* Instructions to follow *
Retype exactly the lines from the one holding "# locate the dark" through the final line of the data, both included.
------ Records for this task ------
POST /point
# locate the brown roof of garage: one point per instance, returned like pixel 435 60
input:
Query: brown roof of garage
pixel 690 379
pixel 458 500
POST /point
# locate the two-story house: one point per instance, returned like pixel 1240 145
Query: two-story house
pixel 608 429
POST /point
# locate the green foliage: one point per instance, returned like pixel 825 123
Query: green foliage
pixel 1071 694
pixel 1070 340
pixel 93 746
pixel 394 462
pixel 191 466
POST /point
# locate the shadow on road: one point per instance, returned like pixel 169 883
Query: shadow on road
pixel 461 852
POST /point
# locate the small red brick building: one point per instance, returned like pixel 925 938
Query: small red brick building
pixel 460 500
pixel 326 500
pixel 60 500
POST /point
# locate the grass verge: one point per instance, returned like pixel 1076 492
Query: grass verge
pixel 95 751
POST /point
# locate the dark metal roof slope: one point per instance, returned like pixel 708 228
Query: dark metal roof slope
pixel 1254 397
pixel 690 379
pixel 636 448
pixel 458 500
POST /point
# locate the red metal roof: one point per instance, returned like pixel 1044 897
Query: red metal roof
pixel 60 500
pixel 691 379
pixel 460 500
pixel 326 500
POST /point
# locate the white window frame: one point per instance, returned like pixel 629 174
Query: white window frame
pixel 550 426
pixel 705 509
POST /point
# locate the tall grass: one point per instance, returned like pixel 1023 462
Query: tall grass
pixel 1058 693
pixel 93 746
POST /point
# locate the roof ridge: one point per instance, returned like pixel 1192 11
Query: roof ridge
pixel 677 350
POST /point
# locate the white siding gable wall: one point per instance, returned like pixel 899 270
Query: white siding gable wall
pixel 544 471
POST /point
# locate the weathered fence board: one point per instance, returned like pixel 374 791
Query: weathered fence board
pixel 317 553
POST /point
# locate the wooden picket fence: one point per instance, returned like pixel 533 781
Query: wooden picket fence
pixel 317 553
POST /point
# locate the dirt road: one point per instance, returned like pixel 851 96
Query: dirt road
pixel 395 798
------
* Response box *
# locate the dark metal roof slope: one point per instance, returned like pixel 708 228
Query: dark metal roof slope
pixel 1254 397
pixel 690 379
pixel 636 448
pixel 458 500
POST /point
# locate the red metal roof: one point per instance, returned like pixel 1044 897
Query: red metal roof
pixel 60 500
pixel 691 379
pixel 460 500
pixel 326 500
POST /point
# locate the white window frame: one point per instance, returned like pixel 629 174
Query: white window frame
pixel 550 426
pixel 705 509
POST /point
# locate the tall grass: one point per instance, returned like pixel 1023 462
Query: tall grass
pixel 1058 693
pixel 93 746
POST /point
# locate the roof ridge: one point per instance, returned like pixel 1192 11
Query: roof ridge
pixel 677 350
POST /point
# locate the white siding gable wall: one point per instance, returned like pixel 899 270
Query: white siding gable wall
pixel 544 471
POST /point
# locate the weathered fence board: one point per instance, returned like pixel 374 791
Query: weathered fence board
pixel 317 553
POST /point
# locate the wooden picket fence: one point per instance, returned like pixel 533 781
Query: wooden picket fence
pixel 317 553
POST /point
# locate the dirt road: one point per instance, returned like pixel 851 96
Query: dirt road
pixel 395 798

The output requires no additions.